# Text extract
··········
Why is Batteries.LazyList.map2 not lazy?

lazy
batteries

#1

I don’t mean "Why didn’t the authors of Batteries make LazyList.map2 lazy, but rather “What makes its code non-lazy?”

The doc comment for LazyList.map2 in Batteries says:

Raises Different_list_size if the two lists have different lengths. Not tail-recursive, lazy. In particular, the exception is raised only after the shortest list has been entirely consumed.

I am interpreting the second sentence as “Not tail-recursive and not lazy” (as opposed to “Not tail-recursive, but lazy”).

One question is about the phrase “In particular”. How does the fact that one must consume one of the lists fully to get the exception make the function non-lazy? (Or non-tail-recursive?? No.)

Looking at the source, though, I’m not clear on what is and isn’t lazy. The definition is:

let map2 f l1 l2 =
  let rec aux l1 l2 =
    match (next l1, next l2) with
    | (Cons (h1, t1), Cons(h2, t2)) -> lazy (Cons (f h1 h2, aux t1 t2))
    | (Nil, Nil)                    -> nil
    | (Cons _, Nil) | (Nil, Cons _) -> raise (Different_list_size "LazyList.map2")
  in aux l1 l2

Compare this with LazyList.map, whose doc comment says it is a “Lazy map”:

let map f l =
  let rec aux rest =  match next rest with
    | Cons (x, (t : 'a t)) -> Cons (f x, lazy (aux t))
    | Nil                  -> Nil
  in lazy (aux l)

They differ in that in map2, lazy is applied to the Cons, while in map, lazy is inside the Cons, and applies to computation of the next node. So there is something lazy about map2, but it’s different from map's laziness. I don’t understand the difference, though.

It seems as if map2 is even more lazy than map. In map, you immediately apply f to the head, and the rest of the list is lazily constructed. In map2, f isn’t even applied to the head immediately.


#2

It is lazy actually. “Not tail-recursive, lazy.” == (not tail-recursive) and (lazy).
··········
# Data extract
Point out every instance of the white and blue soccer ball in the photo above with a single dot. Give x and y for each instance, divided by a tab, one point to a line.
··········
# Requirement A
In the LazyList.map2 thread above, condense the paragraph beginning "They differ in that in map2" into two sentences, keeping its main points.
# Requirement B
According to the doc comment quoted in the LazyList.map2 thread, what does map2 raise when the two lists have different lengths?
# Requirement C
In the LazyList.map2 thread, why does the poster think map2 seems even more lazy than map? Answer in one to three sentences.

# Worked solution A
In map2, lazy is applied to the Cons itself, while in map it sits inside the Cons and applies to computing the next node. Thus map2 has some laziness, but of a different kind from map's, and the poster does not understand the difference.

# Worked solution B
It raises Different_list_size.

# Worked solution C
In map, f is applied to the head immediately and only the rest of the list is constructed lazily. In map2, by contrast, f is not even applied to the head immediately.